WHAT THE EXERCISE ASKS
I'd like the entries that follow repeated exactly, with the pictures left out.

======== DATA PROVIDED ========

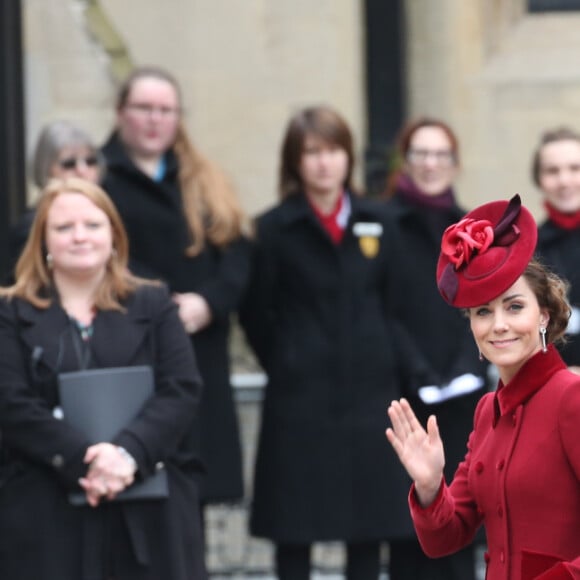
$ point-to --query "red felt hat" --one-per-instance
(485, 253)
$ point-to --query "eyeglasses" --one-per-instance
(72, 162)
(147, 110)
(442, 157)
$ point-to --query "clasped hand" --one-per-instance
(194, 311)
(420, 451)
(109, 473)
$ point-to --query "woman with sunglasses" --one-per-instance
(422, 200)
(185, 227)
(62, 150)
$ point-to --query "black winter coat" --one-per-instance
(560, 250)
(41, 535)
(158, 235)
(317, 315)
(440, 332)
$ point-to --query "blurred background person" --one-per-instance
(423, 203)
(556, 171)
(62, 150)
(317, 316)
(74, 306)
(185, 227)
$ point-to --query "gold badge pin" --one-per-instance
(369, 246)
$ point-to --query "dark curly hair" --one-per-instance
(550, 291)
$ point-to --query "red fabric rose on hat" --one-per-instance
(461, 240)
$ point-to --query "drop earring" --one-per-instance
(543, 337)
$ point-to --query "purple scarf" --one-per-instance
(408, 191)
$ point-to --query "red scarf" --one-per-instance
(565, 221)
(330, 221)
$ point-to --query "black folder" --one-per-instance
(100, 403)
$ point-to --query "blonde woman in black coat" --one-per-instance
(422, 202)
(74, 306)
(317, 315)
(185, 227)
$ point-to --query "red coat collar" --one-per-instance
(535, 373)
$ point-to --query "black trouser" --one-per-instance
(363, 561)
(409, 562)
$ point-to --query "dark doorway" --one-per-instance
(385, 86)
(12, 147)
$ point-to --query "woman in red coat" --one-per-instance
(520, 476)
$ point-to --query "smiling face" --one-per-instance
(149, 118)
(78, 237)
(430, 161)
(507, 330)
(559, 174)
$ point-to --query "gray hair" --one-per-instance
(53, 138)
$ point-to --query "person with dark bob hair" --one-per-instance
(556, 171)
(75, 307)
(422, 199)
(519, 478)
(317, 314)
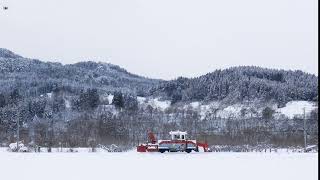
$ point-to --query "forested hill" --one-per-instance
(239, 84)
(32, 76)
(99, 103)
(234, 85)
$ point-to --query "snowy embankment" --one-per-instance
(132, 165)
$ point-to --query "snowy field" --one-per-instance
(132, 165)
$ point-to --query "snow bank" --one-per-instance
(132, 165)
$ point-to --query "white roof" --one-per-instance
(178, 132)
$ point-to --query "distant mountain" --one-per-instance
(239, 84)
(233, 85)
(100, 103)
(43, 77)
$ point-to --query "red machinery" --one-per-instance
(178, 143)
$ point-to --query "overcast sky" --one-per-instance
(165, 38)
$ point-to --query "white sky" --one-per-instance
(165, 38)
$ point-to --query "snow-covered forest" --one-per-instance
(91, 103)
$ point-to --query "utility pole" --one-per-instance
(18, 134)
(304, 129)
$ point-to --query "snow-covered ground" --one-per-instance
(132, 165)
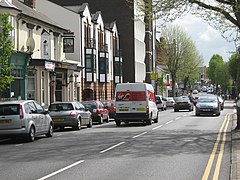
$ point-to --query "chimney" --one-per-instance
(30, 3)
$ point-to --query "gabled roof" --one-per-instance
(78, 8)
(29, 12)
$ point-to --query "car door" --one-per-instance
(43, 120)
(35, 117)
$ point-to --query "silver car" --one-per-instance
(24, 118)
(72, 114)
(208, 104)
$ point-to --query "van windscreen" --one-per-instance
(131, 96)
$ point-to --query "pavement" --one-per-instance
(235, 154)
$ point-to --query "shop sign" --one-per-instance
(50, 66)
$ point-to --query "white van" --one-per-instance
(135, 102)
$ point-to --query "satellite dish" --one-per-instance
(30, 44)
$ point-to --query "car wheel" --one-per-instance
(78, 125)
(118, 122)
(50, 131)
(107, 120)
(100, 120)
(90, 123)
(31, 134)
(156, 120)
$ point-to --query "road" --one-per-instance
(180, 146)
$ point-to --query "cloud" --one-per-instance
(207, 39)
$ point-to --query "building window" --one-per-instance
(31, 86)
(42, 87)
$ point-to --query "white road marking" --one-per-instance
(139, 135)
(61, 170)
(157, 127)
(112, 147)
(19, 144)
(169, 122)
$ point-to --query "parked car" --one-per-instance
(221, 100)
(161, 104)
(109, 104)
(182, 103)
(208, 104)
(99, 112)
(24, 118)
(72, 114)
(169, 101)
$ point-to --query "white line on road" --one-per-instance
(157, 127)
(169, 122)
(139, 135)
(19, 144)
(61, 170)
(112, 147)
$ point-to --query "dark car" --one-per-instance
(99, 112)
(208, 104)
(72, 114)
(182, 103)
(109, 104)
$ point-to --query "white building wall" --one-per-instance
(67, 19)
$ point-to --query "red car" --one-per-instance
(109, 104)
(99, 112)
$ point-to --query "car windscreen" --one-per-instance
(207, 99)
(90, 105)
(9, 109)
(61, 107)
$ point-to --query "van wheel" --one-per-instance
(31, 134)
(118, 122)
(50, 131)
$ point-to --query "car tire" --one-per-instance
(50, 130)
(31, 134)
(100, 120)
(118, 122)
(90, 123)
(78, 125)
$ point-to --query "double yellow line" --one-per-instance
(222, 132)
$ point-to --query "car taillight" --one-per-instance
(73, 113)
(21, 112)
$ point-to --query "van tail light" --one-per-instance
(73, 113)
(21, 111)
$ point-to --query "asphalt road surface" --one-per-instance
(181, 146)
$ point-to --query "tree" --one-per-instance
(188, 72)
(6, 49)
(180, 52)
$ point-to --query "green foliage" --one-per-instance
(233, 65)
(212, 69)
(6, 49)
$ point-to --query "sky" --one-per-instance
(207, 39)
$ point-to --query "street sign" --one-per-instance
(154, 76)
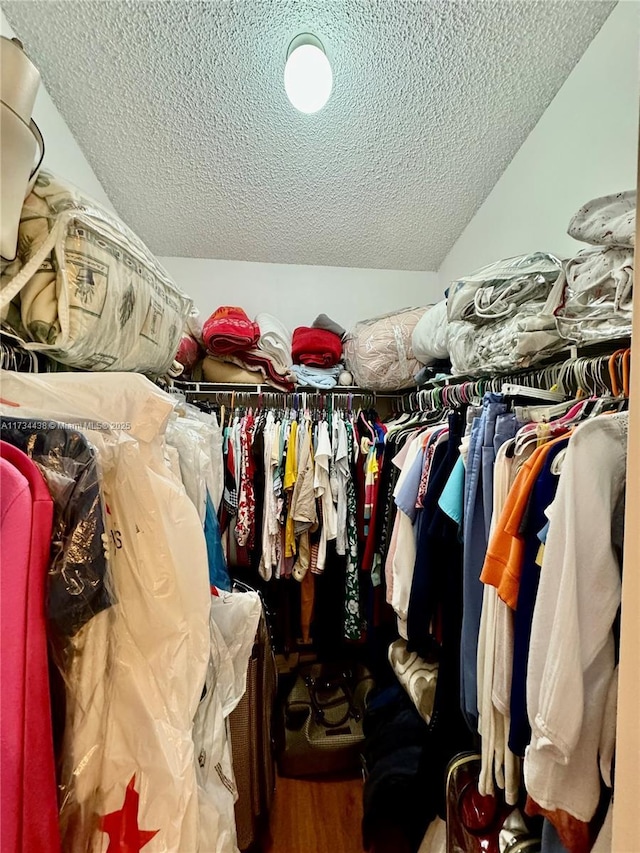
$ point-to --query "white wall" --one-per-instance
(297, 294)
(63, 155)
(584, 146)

========

REPLY
$ point-to --query "red felt hat" --one-per-instance
(485, 253)
$ point-to --query "eyeglasses" --one-per-instance
(72, 162)
(147, 110)
(442, 157)
$ point-to --query "clasped hand" --one-per-instance
(194, 311)
(420, 451)
(109, 473)
$ point-to --query "woman with sunglasses" --one-per-instance
(422, 200)
(185, 227)
(62, 150)
$ point-to --query "black winter coat" --one-per-instance
(560, 250)
(41, 535)
(158, 235)
(317, 315)
(440, 332)
$ point-to --query "blurred background person" --one-per-instance
(423, 203)
(556, 171)
(62, 150)
(317, 316)
(74, 306)
(185, 227)
$ point-to --query "gold badge pin" --one-per-instance
(369, 246)
$ point-to --query "dark curly hair" --one-per-instance
(550, 291)
$ point-to --query "red fabric rose on hat" --one-per-instance
(461, 240)
$ point-to --query "drop earring" --one-per-instance
(543, 337)
$ point-to --query "purple scarf" --one-per-instance
(408, 191)
$ point-to --query "red scarf" --one-per-instance
(565, 221)
(330, 221)
$ point-to --query "black folder" --one-per-instance
(100, 403)
$ point-to --query "blonde woman in black coat" --one-per-instance
(422, 202)
(74, 306)
(317, 315)
(185, 227)
$ point-to --query "red coat collar" --one-per-instance
(535, 373)
$ point-to --query "black trouser" --one-per-instance
(363, 561)
(409, 562)
$ point-to --query "dark doorway" --one-per-instance
(385, 86)
(12, 147)
$ point-to --query "woman in red coat" --one-per-instance
(520, 476)
$ point-to --query "smiling face" --one-per-instance
(149, 118)
(78, 237)
(430, 161)
(507, 330)
(559, 174)
$ point-to --query "gray hair" --one-per-instance
(53, 138)
$ point-to --query "person with dark bob hair" --one-per-instance
(556, 171)
(75, 307)
(422, 199)
(519, 478)
(317, 314)
$ point-to --query "forested hill" --one-per-instance
(239, 84)
(32, 76)
(99, 103)
(234, 85)
$ point-to --query "snowy embankment" --one-per-instance
(132, 165)
$ point-to --query "snowy field" --one-per-instance
(132, 165)
$ point-to --query "snow bank" --one-per-instance
(132, 165)
$ point-to --query "white roof" --one-per-instance
(178, 132)
$ point-to --query "distant mountain" --one-per-instance
(239, 84)
(233, 85)
(100, 103)
(43, 77)
$ point-to --query "red machinery" --one-per-instance
(178, 143)
$ point-to --query "overcast sky" --one-per-instance
(165, 38)
$ point-to --query "white sky" --one-per-instance
(165, 38)
$ point-to --query "snow-covered forest" --one-per-instance
(91, 103)
$ point-to --query "utility pole" --one-per-instance
(18, 134)
(304, 129)
$ point-to --query "snow-covered ground" --one-per-instance
(132, 165)
$ point-to --query "chimney" --one-per-instance
(30, 3)
$ point-to --query "gabled roof" --one-per-instance
(78, 8)
(29, 12)
$ point-to --query "car door" --one-per-instance
(43, 120)
(35, 117)
$ point-to --query "silver car" --one-per-instance
(24, 118)
(72, 114)
(208, 104)
$ point-to --query "van windscreen" --one-per-instance
(131, 96)
$ point-to --query "pavement" --one-per-instance
(235, 154)
$ point-to --query "shop sign" --one-per-instance
(50, 66)
$ point-to --query "white van" --one-per-instance
(135, 102)
$ point-to --query "satellite dish" --one-per-instance
(30, 44)
$ point-to --query "car wheel" --one-per-instance
(78, 125)
(118, 122)
(50, 131)
(107, 120)
(100, 120)
(90, 123)
(31, 134)
(156, 120)
$ point-to --query "road" --one-per-instance
(180, 146)
$ point-to --query "cloud" --one-per-instance
(207, 39)
$ point-to --query "building window" --one-per-instance
(31, 86)
(42, 87)
$ point-to --query "white road marking" --one-per-instance
(139, 135)
(61, 170)
(157, 127)
(112, 147)
(19, 144)
(169, 122)
$ point-to --query "parked car" --one-per-instance
(221, 100)
(161, 104)
(109, 104)
(182, 103)
(208, 104)
(99, 112)
(24, 118)
(72, 114)
(169, 101)
$ point-to --query "white line on road" --one-per-instance
(157, 127)
(169, 122)
(139, 135)
(19, 144)
(61, 170)
(112, 147)
$ point-to --query "dark car" --one-per-instance
(99, 112)
(208, 104)
(72, 114)
(182, 103)
(109, 104)
$ point-to --query "white building wall" --one-per-instance
(67, 19)
$ point-to --query "red car" --one-per-instance
(109, 104)
(99, 112)
$ point-to --query "car windscreen" --one-per-instance
(207, 99)
(90, 105)
(9, 109)
(61, 107)
$ point-to --query "van wheel" --one-per-instance
(31, 134)
(118, 122)
(50, 131)
$ point-to --query "car tire" --one-per-instance
(50, 130)
(31, 134)
(100, 120)
(118, 122)
(90, 123)
(78, 125)
$ point-to --query "double yellow line" --one-per-instance
(222, 132)
$ point-to --query "car taillight" --one-per-instance
(73, 113)
(21, 112)
$ point-to --query "van tail light" --one-per-instance
(73, 113)
(21, 111)
$ point-to --query "asphalt road surface" --one-per-instance
(181, 146)
$ point-to --query "tree" --one-per-instance
(188, 72)
(6, 49)
(180, 52)
$ point-to --query "green foliage" --one-per-instance
(233, 65)
(212, 69)
(6, 49)
$ point-to --query "sky" --one-per-instance
(207, 39)
$ point-to --query "street sign" --one-per-instance
(154, 76)
$ point-to --query "white wall" --one-per-instance
(297, 294)
(63, 155)
(584, 146)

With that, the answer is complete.